He believes H.B. 645 will open the door for more standard billboards, electronic billboards and taller billboards.

The executive director of the North Carolina Outdoor Advertising Association says Longest is wrong on two of those three points.

"It does nothing to increase the number of signs in any city or town. This legislation is a win-win for the taxpayers and the industry because we get to retain the signs that in most cases the government would have pay for when they're taken from us," T. J. Bugbee said in a phone interview.

He pointed to the Town of Cary which has zero billboards.

He says the town is not opposing the bill.

A spokesperson for Cary confirmed that, saying that while the town is closely monitoring the legislation, it understands the bill mostly concerns relocation of billboards.

And since the town has none there's nothing to be concerned about.

Bugbee says the bill doesn't change the current status of electronic billboards.

But he did say Longest is correct about the bill allowing for taller billboards.

"As for height increases, it would allow for a minimal height increase up to 50 feet. But we would not be able to increase the square footage of a sign," Bugbee said.

Longest believes many of the billboards that are raised in height will also be converted to electronic signs creating not only more visual pollution but dangerous distractions.

* * *

- _Exercise prompt_:
Continue the article on the North Carolina billboard bill from the point where it stops.

- _Data_:
* * *

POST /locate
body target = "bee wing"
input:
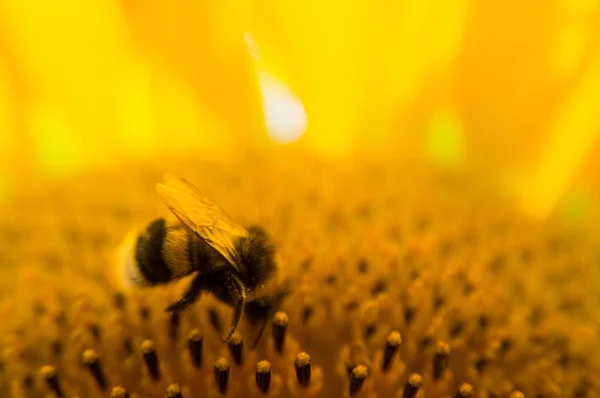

* * *

- _Exercise response_:
"So when you're on the beltline and you're trying to merge and you're trying to go through traffic, you're going to have competing for your attention a big flashing sign beside the road that changing the message every seven seconds," he said. "Those make more money for the billboard companies and that's what this bill is all about - making more money for the billboard companies. And they make more money by distracting us, distracting us as drivers and distracting us as consumers."

Bugbee says opponents are engaging in fear mongering and the bill is simply an attempt by billboard companies to get a fair shake in North Carolina.

"It allows for limited relocation of existing outdoor advertising signs which also allows us to keep the signs that we would lose that if, for example, there was a highway widening or something like that," he said. "This a reasonable ask for a business that simply doesn't want to be regulated out of existence."

The bill will be up for a vote on the floor of the state senate in the 2 p.m. session Monday.

Representatives from both sides will be there watching.

It may have to become law before citizens can decide which side is right.